**WRITTEN TASK A:** In the passage on the word Brahmin, reproduce verbatim the part that opens with the words containing "Meaning: noun: Brahmin, the" and closes with "class or standing?".
**WRITTEN TASK B:** List every responsibility that the passage on the word Brahmin says Brahmins originally held.
**WRITTEN TASK C:** Extend the passage on the word Brahmin, beginning after its final sentence.
** start PASSAGE PROVIDED **
Meaning: noun: Brahmin, the first and the highest of the four varnas, the social classifications in Hinduism. Originally all Brahmins were priests. They were responsible for performing religious rites, and reading and teaching the Vedas, the ancient Hindu scriptures. However, in modern times, a Brahmin is not necessarily a priest.
ਕਹੁ ਰੇ ਪੰਡਿਤ ਬਾਮਨ ਕਬ ਕੇ ਹੋਏ॥ ਬਾਮਨ ਕਹਿ ਕਹਿ ਜਨਮੁ ਮਤ ਖੋਏ॥
kahu re paňḍit baaman kab ke hoe.
baaman kahi kahi janam mat khoe.
Tell me, O pandit! Since when have you been a Brahmin? Don’t waste your life by continually claiming to be a Brahmin. -Bhagat Kabir, Guru Granth Sahib, 324
Message: What are your qualifications?
Do you feel very proud of your social class or standing?
** end PASSAGE PROVIDED **
** start DATA LINES **
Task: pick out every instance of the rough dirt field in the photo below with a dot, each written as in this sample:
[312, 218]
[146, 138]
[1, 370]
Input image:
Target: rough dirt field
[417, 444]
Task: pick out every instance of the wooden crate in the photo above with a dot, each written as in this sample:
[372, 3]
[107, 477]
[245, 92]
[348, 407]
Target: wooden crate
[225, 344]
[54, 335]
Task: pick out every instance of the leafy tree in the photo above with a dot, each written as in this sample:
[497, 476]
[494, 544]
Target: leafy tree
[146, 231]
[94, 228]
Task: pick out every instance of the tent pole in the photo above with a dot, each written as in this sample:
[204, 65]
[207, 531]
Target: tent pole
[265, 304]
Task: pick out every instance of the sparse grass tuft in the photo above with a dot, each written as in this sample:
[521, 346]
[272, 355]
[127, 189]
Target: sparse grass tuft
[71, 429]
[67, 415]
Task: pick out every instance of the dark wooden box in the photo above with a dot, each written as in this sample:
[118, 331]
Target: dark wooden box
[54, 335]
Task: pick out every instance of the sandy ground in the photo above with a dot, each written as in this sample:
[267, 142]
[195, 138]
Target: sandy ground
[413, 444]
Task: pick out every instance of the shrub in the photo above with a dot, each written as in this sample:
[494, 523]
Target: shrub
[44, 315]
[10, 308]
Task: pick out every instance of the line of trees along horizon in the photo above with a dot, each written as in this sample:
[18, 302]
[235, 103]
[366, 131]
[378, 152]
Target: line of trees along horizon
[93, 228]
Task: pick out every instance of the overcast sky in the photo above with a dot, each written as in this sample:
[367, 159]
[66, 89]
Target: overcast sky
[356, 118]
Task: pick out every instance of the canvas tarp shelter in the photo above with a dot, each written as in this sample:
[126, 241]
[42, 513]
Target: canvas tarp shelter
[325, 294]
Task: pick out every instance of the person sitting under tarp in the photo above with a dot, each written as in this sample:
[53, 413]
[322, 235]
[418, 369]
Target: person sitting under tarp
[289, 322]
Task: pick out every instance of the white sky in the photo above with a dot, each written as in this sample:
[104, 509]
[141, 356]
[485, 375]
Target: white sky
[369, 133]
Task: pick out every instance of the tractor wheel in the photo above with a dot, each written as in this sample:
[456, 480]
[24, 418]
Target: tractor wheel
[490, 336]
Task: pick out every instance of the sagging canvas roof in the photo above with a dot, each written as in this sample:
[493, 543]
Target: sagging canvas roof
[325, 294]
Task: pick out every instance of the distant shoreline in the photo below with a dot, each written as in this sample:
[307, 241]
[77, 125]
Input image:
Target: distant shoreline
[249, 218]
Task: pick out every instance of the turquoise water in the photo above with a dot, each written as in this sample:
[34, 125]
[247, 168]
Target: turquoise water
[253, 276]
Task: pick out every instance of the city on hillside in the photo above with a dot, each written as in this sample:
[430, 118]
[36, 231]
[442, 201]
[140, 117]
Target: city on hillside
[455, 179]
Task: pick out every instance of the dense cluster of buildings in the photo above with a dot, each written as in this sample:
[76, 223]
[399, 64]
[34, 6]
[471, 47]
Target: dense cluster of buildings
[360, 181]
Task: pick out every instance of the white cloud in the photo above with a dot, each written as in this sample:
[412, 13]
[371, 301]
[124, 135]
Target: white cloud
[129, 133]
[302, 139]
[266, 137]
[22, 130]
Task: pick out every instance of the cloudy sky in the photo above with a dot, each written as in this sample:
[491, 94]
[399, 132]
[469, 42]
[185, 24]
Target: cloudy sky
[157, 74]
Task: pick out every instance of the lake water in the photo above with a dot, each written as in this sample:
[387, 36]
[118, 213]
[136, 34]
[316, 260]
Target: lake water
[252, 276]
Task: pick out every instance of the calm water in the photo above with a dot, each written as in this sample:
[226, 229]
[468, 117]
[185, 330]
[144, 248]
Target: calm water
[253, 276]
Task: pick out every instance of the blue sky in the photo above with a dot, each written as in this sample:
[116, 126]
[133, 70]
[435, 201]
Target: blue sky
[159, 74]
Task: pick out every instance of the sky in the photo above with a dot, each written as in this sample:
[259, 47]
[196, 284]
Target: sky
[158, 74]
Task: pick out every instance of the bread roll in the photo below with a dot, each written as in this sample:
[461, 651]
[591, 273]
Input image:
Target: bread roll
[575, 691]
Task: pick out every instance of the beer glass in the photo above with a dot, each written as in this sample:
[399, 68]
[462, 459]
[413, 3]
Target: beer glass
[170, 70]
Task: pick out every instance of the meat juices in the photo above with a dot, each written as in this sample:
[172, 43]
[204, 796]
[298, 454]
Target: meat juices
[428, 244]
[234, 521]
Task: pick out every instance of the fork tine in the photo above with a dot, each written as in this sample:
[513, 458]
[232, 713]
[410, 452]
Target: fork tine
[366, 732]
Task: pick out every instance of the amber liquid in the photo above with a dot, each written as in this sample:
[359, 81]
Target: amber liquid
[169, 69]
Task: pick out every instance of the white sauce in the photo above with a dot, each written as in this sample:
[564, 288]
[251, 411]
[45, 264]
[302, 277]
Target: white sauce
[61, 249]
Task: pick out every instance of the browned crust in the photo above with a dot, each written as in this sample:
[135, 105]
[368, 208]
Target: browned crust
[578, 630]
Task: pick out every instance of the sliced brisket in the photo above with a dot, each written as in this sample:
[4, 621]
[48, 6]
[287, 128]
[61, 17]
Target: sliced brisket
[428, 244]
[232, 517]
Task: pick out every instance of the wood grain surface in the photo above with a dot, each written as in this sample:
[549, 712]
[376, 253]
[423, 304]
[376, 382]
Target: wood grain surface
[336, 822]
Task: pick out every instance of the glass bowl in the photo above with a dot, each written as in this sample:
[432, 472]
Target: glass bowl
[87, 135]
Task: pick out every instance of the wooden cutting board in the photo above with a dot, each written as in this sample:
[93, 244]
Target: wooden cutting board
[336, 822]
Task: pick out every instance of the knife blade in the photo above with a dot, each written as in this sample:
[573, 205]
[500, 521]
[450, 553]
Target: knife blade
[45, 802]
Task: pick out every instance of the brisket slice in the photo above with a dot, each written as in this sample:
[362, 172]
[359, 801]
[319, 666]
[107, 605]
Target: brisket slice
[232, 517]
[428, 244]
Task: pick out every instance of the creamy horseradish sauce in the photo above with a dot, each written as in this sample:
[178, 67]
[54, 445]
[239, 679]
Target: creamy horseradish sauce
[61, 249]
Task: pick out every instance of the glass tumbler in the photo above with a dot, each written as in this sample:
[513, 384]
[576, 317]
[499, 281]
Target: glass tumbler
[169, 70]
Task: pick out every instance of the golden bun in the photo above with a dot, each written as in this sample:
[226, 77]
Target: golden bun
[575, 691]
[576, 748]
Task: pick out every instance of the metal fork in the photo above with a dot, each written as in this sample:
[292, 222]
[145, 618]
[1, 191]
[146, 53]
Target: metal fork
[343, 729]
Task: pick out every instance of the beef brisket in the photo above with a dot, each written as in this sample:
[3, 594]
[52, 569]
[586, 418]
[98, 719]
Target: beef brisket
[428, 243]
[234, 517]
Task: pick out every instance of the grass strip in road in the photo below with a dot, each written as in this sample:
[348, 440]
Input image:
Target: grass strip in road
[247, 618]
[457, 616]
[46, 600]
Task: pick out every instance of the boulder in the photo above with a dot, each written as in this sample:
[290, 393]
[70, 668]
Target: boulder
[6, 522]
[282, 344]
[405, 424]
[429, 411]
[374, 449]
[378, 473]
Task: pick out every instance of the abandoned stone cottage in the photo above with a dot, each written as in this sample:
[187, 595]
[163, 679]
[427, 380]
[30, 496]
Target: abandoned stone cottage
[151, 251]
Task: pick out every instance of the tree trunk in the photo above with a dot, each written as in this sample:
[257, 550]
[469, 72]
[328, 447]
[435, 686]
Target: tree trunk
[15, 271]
** end DATA LINES **
**ANSWER A:**
Meaning: noun: Brahmin, the first and the highest of the four varnas, the social classifications in Hinduism. Originally all Brahmins were priests. They were responsible for performing religious rites, and reading and teaching the Vedas, the ancient Hindu scriptures. However, in modern times, a Brahmin is not necessarily a priest.
ਕਹੁ ਰੇ ਪੰਡਿਤ ਬਾਮਨ ਕਬ ਕੇ ਹੋਏ॥ ਬਾਮਨ ਕਹਿ ਕਹਿ ਜਨਮੁ ਮਤ ਖੋਏ॥
kahu re paňḍit baaman kab ke hoe.
baaman kahi kahi janam mat khoe.
Tell me, O pandit! Since when have you been a Brahmin? Don’t waste your life by continually claiming to be a Brahmin. -Bhagat Kabir, Guru Granth Sahib, 324
Message: What are your qualifications?
Do you feel very proud of your social class or standing?

**ANSWER B:**
- Performing religious rites
- Reading the Vedas
- Teaching the Vedas

**ANSWER C:**
In this verse Bhagat Kabir satiricallyaddresses a pandit who claims to be of a higher caste or social order just because he is born in a Brahmin family.
Everyone has come from the same source and is made of the same elements. The same blood flows in the veins of everyone.
When all of us are born the same way and are made of the same basic elements then how can one be of higher class (Brahmin) and another of a lower class (weaver)?
No one should feel arrogant about one’s class, creed or race. In the womb of the mother, no one knows one’s class. The label one gives oneself cannot be hereditary.
If we want to be called a Brahmin or a Sikh, then we should have the attributes and aptitude of a Brahmin or a Sikh.
It is only our inner values that count and not our birth in any particular place, group, race, or ethnicity.
Etymology: From Sanskrit braahmaṇ/brahman → Pali braahmaṇ (the hymner, the priest, who expounds on Vedas and has sacred knowledge, Brahman), from Sanskrit brahman (supreme good, Vedic text, hymn) → Prakrit bamhaṇ/baṁbhaṇ → Kumauni baamaṇ, Nepali/Bengali baaman..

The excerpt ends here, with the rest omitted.